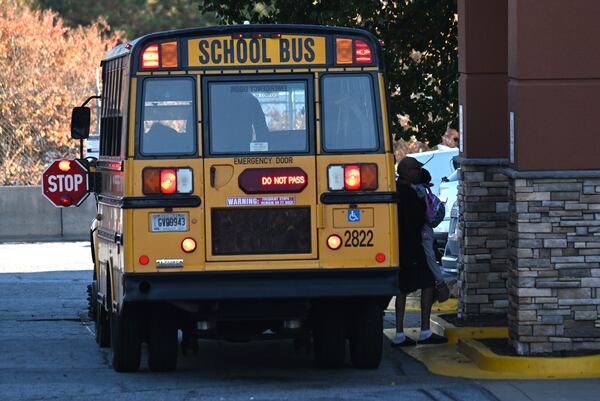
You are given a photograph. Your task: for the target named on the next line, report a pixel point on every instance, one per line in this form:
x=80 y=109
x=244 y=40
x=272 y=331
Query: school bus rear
x=251 y=191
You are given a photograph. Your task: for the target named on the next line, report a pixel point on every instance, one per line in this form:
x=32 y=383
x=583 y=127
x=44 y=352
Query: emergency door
x=259 y=166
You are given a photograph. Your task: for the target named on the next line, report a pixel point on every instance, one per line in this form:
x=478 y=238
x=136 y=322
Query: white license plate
x=167 y=222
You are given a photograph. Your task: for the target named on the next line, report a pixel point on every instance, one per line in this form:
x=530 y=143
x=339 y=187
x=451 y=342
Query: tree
x=420 y=50
x=47 y=69
x=134 y=17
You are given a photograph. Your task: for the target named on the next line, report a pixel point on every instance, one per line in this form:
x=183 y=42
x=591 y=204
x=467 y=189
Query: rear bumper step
x=339 y=283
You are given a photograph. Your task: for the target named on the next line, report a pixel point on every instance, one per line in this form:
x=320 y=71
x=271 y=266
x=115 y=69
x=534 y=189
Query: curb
x=454 y=334
x=464 y=356
x=530 y=367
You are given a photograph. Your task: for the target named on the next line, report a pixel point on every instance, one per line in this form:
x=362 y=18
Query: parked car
x=448 y=194
x=451 y=252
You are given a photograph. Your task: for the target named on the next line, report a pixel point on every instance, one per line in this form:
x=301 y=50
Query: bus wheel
x=162 y=344
x=329 y=342
x=366 y=341
x=125 y=341
x=101 y=318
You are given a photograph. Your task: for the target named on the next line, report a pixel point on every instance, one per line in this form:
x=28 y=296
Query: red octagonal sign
x=65 y=183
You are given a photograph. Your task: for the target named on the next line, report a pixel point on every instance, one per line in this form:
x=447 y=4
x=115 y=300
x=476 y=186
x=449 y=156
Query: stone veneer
x=554 y=268
x=483 y=237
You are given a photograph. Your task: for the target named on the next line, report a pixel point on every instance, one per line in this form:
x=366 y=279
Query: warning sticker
x=261 y=201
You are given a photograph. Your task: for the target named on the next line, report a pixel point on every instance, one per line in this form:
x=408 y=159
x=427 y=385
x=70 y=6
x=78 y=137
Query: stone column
x=554 y=189
x=483 y=233
x=483 y=131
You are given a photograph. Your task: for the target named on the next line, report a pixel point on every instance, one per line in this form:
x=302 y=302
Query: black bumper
x=322 y=283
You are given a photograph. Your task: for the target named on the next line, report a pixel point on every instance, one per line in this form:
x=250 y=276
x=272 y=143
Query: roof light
x=64 y=165
x=352 y=177
x=168 y=181
x=150 y=57
x=343 y=51
x=362 y=52
x=66 y=200
x=168 y=54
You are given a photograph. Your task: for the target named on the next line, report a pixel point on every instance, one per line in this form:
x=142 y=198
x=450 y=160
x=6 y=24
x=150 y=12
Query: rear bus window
x=258 y=117
x=168 y=126
x=348 y=118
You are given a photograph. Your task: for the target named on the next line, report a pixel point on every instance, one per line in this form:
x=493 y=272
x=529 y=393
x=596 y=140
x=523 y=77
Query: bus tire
x=366 y=341
x=329 y=342
x=162 y=344
x=125 y=341
x=101 y=319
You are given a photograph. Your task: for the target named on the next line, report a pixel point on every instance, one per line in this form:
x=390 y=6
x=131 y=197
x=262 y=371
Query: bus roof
x=135 y=46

# # # # # # #

### Task description
Could you restate the material word for word, omitting the pictures?

### Written response
You are given a photograph. Your task: for the target named on the next line, report a pixel point on every instance, one per line in this form:
x=80 y=109
x=244 y=40
x=272 y=331
Query: school bus rear
x=251 y=191
You are given a photograph. Your task: for the target named on the next line, report a pixel point on every instance, one per line in this form:
x=32 y=383
x=583 y=127
x=44 y=352
Query: emergency door
x=259 y=166
You are given a photograph. Your task: for the target named on the next line, report a pixel point on every instance, one per line in this form:
x=478 y=238
x=136 y=322
Query: white license plate
x=167 y=222
You are given a photograph. Your task: for the target named on the next line, report a pixel point on every instance, one per line in this form:
x=530 y=143
x=339 y=187
x=451 y=342
Query: tree
x=420 y=50
x=47 y=69
x=134 y=17
You are given a photograph. Your task: for the target named on the next line, report a pixel point on every instance, one per line in this form:
x=183 y=42
x=591 y=204
x=467 y=189
Query: rear bumper step
x=339 y=283
You are given a photograph. Your task: for the target named on the next line, report a pixel point on every instance, one per line in this form:
x=320 y=71
x=271 y=266
x=115 y=69
x=534 y=189
Query: curb
x=454 y=334
x=464 y=356
x=530 y=367
You are given a photograph. Your task: for the target named on the next line, report a pixel point on every instance, one per line in this form:
x=362 y=18
Query: parked car
x=448 y=194
x=451 y=252
You are given a photograph. Your task: for the target named on the next line, report a pixel point on every instance, one per line in this form:
x=301 y=50
Query: bus wheel
x=162 y=344
x=329 y=342
x=366 y=341
x=125 y=341
x=101 y=318
You are given a photograph. Your task: for the target named on the next line, report a pixel point on every instance, one per line in this form:
x=28 y=296
Query: red octagonal sign
x=65 y=183
You are given a photograph. Your task: for the target named on the next line, report a pixel point on every instance, one per line in this form:
x=447 y=4
x=115 y=300
x=476 y=186
x=449 y=156
Query: stone veneer
x=554 y=268
x=483 y=237
You are given a photograph. Your task: for the target named on the next line, report a pixel point on every instance, one per line in this form:
x=366 y=279
Query: warning sticker
x=261 y=201
You are given a photograph. Your task: for the target named on the next line, report a pixel point on every instance, one per line in this form:
x=408 y=159
x=427 y=385
x=70 y=6
x=78 y=137
Query: stone column
x=554 y=189
x=483 y=233
x=483 y=131
You are given a photograph. Your task: for the target named on the next line, report a pixel point on every instance, one per line in this form:
x=302 y=302
Query: black bumper
x=322 y=283
You are given a photograph. Your task: for the target named on the next line, report a pixel point on every instance, one per line in this form:
x=250 y=276
x=272 y=143
Query: roof light
x=64 y=165
x=352 y=177
x=168 y=181
x=150 y=57
x=343 y=51
x=362 y=52
x=66 y=200
x=168 y=54
You are given a photograph. Your task: for the target named on the next line, report a pixel point on every instance, one per line in this form:
x=142 y=198
x=450 y=160
x=6 y=24
x=150 y=12
Query: rear bus window
x=258 y=117
x=168 y=126
x=348 y=118
You are given a photograph. Your task: for the target named on the next line, report a pixel point on every instance, one per line in this form:
x=493 y=272
x=529 y=393
x=596 y=140
x=523 y=77
Query: bus tire
x=366 y=341
x=329 y=342
x=162 y=344
x=125 y=341
x=101 y=319
You are given a photograph. Your task: for the target named on the next line, report a pixel point on every instance, one per line in this form:
x=390 y=6
x=131 y=197
x=262 y=371
Query: bus roof
x=135 y=46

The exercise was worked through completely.